(Data records)
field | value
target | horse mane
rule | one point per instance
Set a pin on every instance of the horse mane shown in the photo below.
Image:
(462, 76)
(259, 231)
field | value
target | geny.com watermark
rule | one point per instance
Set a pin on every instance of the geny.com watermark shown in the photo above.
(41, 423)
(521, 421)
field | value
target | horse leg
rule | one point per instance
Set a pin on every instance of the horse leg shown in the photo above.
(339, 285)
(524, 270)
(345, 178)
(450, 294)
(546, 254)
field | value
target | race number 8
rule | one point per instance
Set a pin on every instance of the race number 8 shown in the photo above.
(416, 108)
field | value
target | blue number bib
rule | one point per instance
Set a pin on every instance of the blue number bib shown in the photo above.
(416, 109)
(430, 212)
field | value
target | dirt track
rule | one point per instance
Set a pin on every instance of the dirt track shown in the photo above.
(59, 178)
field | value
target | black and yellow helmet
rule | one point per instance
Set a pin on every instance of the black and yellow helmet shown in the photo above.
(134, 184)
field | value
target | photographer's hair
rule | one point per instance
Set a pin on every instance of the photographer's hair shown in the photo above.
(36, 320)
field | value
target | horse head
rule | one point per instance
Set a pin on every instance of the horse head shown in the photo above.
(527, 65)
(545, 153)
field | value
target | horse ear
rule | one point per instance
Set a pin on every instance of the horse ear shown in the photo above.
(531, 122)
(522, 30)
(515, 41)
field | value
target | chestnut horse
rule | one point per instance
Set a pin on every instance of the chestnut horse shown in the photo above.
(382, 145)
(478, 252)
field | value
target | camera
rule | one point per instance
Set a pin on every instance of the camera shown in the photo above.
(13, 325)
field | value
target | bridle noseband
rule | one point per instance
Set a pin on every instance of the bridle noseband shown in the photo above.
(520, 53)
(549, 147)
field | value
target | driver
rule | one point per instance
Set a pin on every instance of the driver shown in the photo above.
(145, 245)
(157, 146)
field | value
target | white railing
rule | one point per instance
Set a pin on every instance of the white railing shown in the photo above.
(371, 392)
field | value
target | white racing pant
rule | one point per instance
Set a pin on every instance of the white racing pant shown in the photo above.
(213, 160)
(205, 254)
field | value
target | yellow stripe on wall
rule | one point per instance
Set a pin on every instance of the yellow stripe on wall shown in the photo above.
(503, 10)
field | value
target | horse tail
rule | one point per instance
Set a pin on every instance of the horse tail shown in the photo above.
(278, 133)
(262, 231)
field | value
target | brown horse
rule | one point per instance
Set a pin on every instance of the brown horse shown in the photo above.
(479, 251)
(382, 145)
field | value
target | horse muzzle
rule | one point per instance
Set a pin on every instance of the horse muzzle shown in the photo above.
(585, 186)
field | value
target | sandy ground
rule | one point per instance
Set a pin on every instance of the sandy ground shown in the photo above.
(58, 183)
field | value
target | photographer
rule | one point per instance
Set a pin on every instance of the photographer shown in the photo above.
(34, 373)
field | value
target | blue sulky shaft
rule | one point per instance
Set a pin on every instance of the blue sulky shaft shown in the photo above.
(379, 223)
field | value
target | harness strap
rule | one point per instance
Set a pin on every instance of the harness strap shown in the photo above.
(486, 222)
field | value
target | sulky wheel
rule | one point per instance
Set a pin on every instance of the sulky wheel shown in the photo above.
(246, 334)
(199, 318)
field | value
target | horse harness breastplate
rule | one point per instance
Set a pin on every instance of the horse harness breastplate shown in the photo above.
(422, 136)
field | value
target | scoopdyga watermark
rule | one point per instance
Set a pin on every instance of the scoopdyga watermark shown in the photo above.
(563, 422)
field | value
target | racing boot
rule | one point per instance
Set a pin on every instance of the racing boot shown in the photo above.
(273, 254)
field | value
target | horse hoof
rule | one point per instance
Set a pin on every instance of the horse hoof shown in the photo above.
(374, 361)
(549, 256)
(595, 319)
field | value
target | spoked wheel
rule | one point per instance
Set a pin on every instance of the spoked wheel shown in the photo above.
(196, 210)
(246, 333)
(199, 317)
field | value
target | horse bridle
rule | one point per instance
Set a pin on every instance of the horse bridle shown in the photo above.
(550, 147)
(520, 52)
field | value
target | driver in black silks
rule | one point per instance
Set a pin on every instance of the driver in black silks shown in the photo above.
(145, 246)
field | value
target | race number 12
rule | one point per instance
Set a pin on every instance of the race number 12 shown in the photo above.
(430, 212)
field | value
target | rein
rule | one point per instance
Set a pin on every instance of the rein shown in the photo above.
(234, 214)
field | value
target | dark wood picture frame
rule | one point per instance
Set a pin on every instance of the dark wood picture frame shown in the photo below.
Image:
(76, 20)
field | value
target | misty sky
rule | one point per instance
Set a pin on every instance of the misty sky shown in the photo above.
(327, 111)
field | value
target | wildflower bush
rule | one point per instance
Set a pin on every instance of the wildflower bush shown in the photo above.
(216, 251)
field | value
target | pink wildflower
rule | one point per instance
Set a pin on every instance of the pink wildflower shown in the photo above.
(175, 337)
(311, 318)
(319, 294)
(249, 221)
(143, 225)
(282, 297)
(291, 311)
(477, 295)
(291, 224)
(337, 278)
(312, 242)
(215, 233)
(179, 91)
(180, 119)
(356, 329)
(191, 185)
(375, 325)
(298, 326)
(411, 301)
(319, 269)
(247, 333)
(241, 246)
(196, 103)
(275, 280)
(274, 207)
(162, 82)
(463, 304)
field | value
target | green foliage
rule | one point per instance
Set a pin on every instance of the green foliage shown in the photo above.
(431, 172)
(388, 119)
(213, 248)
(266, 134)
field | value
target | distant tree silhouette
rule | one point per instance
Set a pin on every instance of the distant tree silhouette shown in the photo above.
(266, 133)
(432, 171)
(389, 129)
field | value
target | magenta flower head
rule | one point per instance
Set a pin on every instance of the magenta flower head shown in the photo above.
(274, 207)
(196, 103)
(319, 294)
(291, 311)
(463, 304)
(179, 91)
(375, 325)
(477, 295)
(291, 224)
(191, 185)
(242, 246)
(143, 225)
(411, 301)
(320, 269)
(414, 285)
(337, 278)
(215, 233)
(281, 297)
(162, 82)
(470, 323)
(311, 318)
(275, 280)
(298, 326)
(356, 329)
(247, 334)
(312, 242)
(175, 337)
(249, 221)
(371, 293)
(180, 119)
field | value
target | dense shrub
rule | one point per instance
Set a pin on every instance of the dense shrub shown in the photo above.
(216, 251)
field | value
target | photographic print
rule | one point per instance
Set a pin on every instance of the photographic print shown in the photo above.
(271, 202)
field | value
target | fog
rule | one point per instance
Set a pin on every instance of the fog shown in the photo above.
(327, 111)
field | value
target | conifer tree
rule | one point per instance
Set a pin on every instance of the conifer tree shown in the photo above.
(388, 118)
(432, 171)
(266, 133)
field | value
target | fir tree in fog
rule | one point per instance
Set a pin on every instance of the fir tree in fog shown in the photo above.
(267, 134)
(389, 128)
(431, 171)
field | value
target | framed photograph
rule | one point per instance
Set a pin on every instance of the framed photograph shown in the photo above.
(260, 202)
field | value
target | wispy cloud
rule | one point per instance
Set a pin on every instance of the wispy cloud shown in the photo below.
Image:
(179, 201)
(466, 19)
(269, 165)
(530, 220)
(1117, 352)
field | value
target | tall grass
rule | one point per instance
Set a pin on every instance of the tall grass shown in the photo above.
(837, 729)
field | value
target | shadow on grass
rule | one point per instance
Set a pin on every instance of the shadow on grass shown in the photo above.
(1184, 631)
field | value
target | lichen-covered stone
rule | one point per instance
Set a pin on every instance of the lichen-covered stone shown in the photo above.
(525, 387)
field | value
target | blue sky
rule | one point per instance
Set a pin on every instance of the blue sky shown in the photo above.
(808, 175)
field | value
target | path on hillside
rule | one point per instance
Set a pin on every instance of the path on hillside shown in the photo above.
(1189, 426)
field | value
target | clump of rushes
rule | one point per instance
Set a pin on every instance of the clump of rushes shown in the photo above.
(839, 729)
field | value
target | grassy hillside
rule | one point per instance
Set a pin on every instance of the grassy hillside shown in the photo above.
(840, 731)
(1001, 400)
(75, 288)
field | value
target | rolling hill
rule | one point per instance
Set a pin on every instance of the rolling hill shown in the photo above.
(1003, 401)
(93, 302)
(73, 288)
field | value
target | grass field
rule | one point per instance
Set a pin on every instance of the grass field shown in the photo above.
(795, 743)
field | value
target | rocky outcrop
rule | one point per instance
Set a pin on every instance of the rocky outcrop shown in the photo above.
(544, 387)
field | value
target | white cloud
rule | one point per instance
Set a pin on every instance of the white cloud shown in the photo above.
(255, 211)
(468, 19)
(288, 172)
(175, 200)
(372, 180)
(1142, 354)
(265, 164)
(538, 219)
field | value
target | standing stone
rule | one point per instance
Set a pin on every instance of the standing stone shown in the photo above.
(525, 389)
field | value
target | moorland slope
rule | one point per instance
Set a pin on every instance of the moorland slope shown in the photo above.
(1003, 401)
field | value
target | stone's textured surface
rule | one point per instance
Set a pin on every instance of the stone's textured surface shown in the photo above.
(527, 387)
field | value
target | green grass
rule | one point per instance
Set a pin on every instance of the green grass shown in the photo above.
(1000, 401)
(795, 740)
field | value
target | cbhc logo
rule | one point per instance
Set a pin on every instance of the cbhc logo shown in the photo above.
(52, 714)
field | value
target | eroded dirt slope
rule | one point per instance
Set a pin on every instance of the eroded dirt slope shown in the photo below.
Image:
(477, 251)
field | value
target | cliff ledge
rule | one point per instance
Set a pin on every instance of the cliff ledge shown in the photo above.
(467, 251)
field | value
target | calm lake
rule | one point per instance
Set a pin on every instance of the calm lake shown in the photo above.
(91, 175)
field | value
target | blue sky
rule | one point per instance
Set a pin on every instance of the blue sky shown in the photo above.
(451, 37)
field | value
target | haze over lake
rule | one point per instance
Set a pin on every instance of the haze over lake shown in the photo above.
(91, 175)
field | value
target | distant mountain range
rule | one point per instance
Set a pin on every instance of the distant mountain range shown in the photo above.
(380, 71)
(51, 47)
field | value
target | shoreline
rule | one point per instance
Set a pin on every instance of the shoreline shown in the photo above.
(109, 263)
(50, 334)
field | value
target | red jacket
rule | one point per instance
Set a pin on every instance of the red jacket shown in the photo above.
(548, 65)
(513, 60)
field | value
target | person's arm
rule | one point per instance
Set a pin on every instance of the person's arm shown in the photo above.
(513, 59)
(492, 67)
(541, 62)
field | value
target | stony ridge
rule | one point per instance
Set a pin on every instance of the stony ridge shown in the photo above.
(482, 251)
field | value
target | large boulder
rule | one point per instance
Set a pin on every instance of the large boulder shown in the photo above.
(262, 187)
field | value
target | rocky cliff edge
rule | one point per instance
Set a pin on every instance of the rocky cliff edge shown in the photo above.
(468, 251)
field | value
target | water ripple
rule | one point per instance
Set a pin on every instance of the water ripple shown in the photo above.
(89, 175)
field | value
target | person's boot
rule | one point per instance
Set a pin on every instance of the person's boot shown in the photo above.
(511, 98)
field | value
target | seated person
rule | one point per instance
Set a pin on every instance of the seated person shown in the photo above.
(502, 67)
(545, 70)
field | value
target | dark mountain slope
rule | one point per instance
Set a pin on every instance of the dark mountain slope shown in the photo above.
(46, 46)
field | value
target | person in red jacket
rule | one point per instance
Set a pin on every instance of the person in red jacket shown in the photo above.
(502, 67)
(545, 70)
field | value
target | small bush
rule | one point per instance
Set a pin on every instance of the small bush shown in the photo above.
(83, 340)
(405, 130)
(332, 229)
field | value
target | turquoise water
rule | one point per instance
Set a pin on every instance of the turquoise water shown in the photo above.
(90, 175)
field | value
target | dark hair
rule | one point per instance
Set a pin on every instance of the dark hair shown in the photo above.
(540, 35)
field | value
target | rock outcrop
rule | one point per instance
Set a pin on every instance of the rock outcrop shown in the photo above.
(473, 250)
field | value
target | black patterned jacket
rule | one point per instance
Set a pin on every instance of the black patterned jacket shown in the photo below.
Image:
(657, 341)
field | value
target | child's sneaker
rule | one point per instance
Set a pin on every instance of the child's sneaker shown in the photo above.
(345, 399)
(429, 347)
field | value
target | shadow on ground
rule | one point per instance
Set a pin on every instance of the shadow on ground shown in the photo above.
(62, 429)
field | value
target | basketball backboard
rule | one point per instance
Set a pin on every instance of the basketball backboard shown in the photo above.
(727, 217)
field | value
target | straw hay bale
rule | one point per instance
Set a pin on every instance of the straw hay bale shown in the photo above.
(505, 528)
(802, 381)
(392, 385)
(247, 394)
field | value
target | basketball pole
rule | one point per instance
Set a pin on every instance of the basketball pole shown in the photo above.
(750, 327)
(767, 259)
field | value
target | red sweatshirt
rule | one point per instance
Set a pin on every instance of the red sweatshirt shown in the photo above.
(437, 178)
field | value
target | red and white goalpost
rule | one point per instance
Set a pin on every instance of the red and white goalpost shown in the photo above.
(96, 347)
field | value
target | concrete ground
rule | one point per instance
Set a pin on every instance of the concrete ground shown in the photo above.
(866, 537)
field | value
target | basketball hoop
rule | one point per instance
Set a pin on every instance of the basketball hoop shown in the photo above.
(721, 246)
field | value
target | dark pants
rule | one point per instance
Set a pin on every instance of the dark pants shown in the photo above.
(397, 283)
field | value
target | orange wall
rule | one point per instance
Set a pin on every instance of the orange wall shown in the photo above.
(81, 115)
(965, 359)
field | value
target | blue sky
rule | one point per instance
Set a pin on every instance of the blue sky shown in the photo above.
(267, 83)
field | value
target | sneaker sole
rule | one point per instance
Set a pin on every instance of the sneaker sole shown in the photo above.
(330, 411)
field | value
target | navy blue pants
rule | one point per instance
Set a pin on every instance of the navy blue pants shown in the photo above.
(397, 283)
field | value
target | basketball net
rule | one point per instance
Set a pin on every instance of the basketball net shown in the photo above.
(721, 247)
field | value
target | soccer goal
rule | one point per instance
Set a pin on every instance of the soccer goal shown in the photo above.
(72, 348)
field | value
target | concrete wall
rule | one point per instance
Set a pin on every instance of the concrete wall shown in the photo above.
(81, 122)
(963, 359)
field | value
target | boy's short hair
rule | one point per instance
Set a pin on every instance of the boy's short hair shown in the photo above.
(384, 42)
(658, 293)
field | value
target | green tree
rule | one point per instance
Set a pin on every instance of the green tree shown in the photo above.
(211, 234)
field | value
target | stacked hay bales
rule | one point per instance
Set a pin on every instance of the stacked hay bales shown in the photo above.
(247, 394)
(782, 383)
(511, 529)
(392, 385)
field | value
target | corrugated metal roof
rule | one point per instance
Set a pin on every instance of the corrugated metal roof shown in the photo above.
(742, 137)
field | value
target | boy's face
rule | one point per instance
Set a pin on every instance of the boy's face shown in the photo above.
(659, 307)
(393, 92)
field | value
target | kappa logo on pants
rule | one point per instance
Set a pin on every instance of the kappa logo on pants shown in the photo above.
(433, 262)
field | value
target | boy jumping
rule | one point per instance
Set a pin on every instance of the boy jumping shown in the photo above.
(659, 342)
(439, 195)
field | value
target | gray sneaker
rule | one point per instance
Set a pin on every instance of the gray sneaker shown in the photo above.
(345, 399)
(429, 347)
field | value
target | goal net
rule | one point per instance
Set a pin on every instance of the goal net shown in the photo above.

- Task brief
Copy out every line of the data in which the word "wood" is found.

- Answer to the problem
target | dark wood picture frame
Set a pin on every instance of the dark wood picture frame shown in the photo below.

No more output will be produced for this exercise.